> **PROBLEM DETAILS**:
Report all lines from the entries below in which "green" appears.

> **STUDY MATERIAL**:
- - - - - - -

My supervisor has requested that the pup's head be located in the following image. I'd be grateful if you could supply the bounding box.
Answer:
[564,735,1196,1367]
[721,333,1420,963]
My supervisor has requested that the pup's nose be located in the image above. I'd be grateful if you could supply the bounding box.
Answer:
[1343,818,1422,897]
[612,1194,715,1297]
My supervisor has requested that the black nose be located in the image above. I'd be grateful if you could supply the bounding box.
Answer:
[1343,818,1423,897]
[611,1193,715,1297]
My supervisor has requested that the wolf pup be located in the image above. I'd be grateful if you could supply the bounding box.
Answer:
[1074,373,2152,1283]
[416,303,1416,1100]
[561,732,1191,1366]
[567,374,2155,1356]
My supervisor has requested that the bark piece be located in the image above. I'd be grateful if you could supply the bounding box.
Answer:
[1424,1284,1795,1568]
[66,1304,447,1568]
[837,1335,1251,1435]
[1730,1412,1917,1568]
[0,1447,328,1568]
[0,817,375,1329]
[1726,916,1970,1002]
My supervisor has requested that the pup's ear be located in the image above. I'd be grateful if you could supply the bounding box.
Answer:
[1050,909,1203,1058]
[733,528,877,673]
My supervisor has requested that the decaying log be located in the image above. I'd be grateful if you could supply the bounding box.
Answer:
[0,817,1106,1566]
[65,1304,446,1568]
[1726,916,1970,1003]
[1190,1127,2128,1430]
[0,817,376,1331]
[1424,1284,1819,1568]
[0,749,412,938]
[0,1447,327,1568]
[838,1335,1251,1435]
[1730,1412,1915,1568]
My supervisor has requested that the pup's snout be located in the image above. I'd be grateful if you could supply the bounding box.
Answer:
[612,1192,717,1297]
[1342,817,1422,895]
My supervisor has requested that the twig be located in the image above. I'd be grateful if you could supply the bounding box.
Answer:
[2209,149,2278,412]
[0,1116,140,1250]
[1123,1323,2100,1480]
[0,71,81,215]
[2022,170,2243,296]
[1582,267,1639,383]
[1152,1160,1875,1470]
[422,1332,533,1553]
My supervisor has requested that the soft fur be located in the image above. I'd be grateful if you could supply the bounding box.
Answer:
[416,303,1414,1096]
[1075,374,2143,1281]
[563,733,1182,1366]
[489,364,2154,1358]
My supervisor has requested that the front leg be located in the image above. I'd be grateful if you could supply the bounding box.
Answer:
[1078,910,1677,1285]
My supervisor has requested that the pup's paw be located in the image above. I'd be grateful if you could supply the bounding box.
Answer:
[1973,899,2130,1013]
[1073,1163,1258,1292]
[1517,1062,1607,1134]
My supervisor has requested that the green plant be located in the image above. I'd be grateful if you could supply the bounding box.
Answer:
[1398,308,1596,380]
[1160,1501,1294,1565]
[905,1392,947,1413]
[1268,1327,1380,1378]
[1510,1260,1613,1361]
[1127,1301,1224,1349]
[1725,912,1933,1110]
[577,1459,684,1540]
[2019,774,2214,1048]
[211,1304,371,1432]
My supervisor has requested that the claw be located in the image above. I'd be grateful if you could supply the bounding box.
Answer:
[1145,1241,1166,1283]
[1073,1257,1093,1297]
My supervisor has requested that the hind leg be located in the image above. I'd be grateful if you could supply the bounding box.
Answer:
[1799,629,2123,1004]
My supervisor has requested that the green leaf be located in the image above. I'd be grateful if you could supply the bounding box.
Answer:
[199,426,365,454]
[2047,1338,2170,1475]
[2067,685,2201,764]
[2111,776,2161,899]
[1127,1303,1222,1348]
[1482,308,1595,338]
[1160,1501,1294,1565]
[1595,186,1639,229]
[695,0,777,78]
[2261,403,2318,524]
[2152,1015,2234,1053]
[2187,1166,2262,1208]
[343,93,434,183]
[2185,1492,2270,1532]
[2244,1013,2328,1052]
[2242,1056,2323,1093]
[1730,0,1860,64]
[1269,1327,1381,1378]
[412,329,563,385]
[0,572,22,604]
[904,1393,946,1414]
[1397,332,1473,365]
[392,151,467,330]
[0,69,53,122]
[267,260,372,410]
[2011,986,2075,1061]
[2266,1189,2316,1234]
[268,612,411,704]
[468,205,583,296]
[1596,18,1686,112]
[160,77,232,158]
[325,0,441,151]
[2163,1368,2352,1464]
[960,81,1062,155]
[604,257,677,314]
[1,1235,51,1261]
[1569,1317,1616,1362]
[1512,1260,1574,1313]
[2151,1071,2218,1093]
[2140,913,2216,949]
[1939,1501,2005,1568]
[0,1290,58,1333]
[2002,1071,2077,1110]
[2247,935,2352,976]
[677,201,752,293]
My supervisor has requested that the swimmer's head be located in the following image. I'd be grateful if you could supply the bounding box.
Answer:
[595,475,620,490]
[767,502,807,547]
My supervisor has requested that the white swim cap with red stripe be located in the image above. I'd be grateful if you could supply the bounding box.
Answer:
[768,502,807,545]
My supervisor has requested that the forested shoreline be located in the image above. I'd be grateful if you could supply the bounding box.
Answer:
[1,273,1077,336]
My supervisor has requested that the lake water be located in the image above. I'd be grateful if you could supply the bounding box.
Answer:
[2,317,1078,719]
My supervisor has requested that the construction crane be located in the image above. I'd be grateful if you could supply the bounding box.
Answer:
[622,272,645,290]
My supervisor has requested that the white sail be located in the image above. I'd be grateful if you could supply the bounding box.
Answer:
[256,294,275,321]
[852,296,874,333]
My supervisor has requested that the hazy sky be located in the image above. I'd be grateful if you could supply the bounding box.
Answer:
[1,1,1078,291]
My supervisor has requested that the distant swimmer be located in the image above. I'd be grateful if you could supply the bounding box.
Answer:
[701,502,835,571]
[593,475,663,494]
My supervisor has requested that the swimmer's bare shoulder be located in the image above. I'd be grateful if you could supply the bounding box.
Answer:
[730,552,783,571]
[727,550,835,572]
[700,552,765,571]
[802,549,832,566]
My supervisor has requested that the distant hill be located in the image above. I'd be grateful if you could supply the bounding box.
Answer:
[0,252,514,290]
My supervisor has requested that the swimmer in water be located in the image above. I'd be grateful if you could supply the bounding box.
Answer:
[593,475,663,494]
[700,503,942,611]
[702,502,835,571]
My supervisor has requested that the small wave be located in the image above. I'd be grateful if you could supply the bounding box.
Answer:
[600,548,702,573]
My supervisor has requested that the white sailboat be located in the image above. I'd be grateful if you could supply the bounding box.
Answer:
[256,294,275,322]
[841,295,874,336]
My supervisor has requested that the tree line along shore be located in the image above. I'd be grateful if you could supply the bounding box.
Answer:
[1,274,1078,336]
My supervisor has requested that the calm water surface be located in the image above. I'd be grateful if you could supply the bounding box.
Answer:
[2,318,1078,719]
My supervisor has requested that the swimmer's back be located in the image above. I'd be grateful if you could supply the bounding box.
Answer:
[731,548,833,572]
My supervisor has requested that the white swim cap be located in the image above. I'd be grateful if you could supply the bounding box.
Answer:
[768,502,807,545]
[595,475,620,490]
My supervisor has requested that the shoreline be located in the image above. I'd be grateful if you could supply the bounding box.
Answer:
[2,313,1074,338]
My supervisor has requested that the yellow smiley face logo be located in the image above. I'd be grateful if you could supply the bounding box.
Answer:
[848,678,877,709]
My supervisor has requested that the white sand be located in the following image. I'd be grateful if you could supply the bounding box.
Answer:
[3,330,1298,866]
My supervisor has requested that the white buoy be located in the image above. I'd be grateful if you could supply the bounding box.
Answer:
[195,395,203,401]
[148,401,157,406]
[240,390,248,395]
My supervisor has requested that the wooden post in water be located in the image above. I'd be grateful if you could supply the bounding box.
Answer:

- - - - - - -

> **SOLUTION**:
My supervisor has requested that the green plant be located in the image above. I'd be grateful if you could supply the bounding box.
My supervisor has requested that the green leaf be located in the image above. I'd be grateful if you could supply the bounding box.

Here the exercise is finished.